[Excerpted data — start]

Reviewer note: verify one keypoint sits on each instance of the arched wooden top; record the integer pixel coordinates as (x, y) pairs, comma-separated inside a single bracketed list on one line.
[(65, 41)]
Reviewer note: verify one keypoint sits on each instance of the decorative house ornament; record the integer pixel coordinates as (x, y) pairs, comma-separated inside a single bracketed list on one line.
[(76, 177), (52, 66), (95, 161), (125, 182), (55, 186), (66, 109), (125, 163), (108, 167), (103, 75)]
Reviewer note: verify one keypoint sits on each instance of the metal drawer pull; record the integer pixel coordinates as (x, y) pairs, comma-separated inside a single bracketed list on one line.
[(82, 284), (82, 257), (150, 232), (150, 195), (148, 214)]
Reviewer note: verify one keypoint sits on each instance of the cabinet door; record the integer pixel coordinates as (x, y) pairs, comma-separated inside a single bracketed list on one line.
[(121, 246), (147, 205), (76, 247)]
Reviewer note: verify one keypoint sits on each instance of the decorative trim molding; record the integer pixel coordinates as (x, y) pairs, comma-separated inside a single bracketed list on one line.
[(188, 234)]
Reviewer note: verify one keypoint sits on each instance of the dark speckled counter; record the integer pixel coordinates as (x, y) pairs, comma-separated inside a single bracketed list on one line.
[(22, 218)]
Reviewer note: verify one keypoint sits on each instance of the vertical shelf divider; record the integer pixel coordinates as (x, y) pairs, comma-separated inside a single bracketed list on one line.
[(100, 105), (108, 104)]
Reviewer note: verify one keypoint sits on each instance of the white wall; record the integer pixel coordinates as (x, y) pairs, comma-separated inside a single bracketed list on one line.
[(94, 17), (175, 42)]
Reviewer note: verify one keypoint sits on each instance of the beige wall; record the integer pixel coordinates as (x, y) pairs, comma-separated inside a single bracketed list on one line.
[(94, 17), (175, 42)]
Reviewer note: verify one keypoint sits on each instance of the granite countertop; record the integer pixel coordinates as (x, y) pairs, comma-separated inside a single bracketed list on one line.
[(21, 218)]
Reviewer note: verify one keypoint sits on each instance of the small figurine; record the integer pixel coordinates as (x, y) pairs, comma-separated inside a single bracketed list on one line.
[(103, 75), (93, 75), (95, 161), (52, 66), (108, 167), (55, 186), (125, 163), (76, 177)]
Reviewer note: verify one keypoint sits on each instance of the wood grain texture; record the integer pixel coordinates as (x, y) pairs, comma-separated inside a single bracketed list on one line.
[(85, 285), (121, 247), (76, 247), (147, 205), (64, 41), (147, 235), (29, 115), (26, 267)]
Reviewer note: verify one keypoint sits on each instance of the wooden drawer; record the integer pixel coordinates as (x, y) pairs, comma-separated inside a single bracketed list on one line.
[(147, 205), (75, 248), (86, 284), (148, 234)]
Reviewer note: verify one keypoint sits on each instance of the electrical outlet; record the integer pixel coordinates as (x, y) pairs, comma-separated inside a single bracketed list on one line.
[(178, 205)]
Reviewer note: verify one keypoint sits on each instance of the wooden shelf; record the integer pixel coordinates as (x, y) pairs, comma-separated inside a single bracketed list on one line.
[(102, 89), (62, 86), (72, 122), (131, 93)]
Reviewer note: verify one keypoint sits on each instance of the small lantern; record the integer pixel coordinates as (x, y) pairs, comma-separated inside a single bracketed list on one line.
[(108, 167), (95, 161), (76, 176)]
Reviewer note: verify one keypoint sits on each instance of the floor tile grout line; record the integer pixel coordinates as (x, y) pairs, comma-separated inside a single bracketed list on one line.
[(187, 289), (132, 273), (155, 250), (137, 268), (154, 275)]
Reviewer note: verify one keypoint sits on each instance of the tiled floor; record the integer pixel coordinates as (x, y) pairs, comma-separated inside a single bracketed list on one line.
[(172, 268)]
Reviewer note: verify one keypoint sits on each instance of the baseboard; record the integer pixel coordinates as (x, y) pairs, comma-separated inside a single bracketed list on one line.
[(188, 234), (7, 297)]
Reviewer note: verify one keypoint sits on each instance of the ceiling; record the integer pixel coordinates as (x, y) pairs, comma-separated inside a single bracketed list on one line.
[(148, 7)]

[Excerpted data — finish]

Task details: For this exercise, set down the entire listing above exactly as given.

Result below:
Reviewer note: verify one keypoint sits on each instance of the arched wooden top; record the integer pixel coordinates as (x, y) pairs, comma-separated inside a single bracketed list on one line.
[(65, 41)]
Reviewer note: verify one keypoint sits on each instance of the decorative house ornament; record the integer pixel coordinates as (x, y) pairs, comma-separated inside a single bracketed list on one line.
[(76, 177), (52, 66), (95, 161), (125, 182), (55, 186), (66, 109), (125, 163), (108, 167), (103, 75)]
Reviewer note: verify one keypoint sits on each instance of the metal drawer pull; record the integer pixel coordinates as (x, y) pairs, comma-separated inside a single bracketed list on one line.
[(82, 284), (82, 257), (150, 232), (150, 195), (148, 214)]
Reviewer note: verify one keypoint sits on each instance of the cabinet door; record the integer pixel coordinates as (x, y) pairs, comma-separated inside a single bracketed list on one line.
[(121, 246), (147, 205), (76, 247)]
Reviewer note: verify one keypoint sits on each instance of the decorative trim molding; record the integer pixel coordinates as (x, y) pairs, comma-separated inside a single bracketed list on one line.
[(188, 234)]
Reviewer note: verify one keypoint sits on each instance of the dark speckled counter; record the integer pixel coordinates as (x, y) pairs, comma-separated inside a single bracketed list on one line.
[(22, 218)]
Reviewer note: verify one keypoint sits on each instance of the vertical shelf divider; record the integer pixel coordinates as (x, y) pairs, comma-separated inside a single bracketed list on one line.
[(100, 105), (108, 104)]
Reviewer note: verify one keypoint sits on each instance of the white wall; record the integer pixel coordinates as (x, y) pairs, comma-separated inside a single bracketed list on one line.
[(94, 17), (175, 42)]
Reviewer note: verify one keypoint sits on each instance of the beige wall; record the integer pixel coordinates as (x, y) pairs, comma-separated inside a single bracketed list on one line.
[(94, 17), (175, 42)]
Reviewer note: verify one keypoint sits on each instance of the granite countertop; record the integer pixel coordinates as (x, y) pairs, comma-separated inside a single bracketed list on one line.
[(21, 218)]
Reviewer note: verify one keypoint sits on each instance of the small figurine; record the integer pixel coordinates as (x, y) pairs, comma-separated inside a single bracketed list on one line.
[(103, 75), (93, 75), (95, 161), (52, 66), (108, 167), (55, 186), (125, 163), (76, 177)]
Reviewer note: verify one keypoint sits on each instance of the wood grain texture; record the integer pixel coordinates as (x, y) pairs, comma-separated inside a single bracketed list on one line.
[(85, 285), (121, 247), (76, 247), (147, 205), (64, 41), (147, 235), (29, 115), (26, 267)]
Reviewer note: verify one keypoint sits on each instance of the wooden drawer; record the integer pixel coordinates as (x, y) pairs, comma-separated inside a single bracketed list on one line.
[(147, 205), (75, 248), (86, 284), (148, 234)]
Reviewer note: verify one keypoint sits on each instance of the electrical outlet; record the integer pixel coordinates as (x, y) pairs, comma-separated inside a single bracketed list on one line.
[(178, 205)]
Reviewer note: verify one keypoint sits on each instance of the wooden shelf; record the integer pixel coordinates as (x, y) pairs, comma-separated inside a single bracketed list on one line.
[(102, 89), (62, 86), (72, 122), (131, 93)]
Reviewer note: verify one keypoint sits on each instance of the small lantern; record the integer pixel coordinates as (x, y) pairs, comma-separated inside a single bracketed list on one line.
[(108, 167), (95, 161), (76, 176)]
Reviewer note: verify one keypoint sits on each instance of the floor tile grout line; record the integer pixel coordinates as (x, y) pairs, comma-separated inside a single bracketed list on one line.
[(187, 289), (132, 273), (155, 250), (137, 268), (154, 275)]
Reviewer note: verify one keypoint sits on each instance of the tiled floor; record the integer pixel coordinates as (x, y) pairs, comma-separated inside a single bracketed list on one line.
[(172, 268)]
Reviewer note: verify one keypoint sits on each instance of the baseboard; record the integer pixel coordinates as (x, y) pairs, comma-separated inside a single bracketed list on one line.
[(188, 234), (7, 297)]
Reviewer note: verify one keypoint sits on each instance of the ceiling; record the integer pixel coordinates as (x, y) pairs, comma-separated inside a single bracketed list on one line.
[(148, 7)]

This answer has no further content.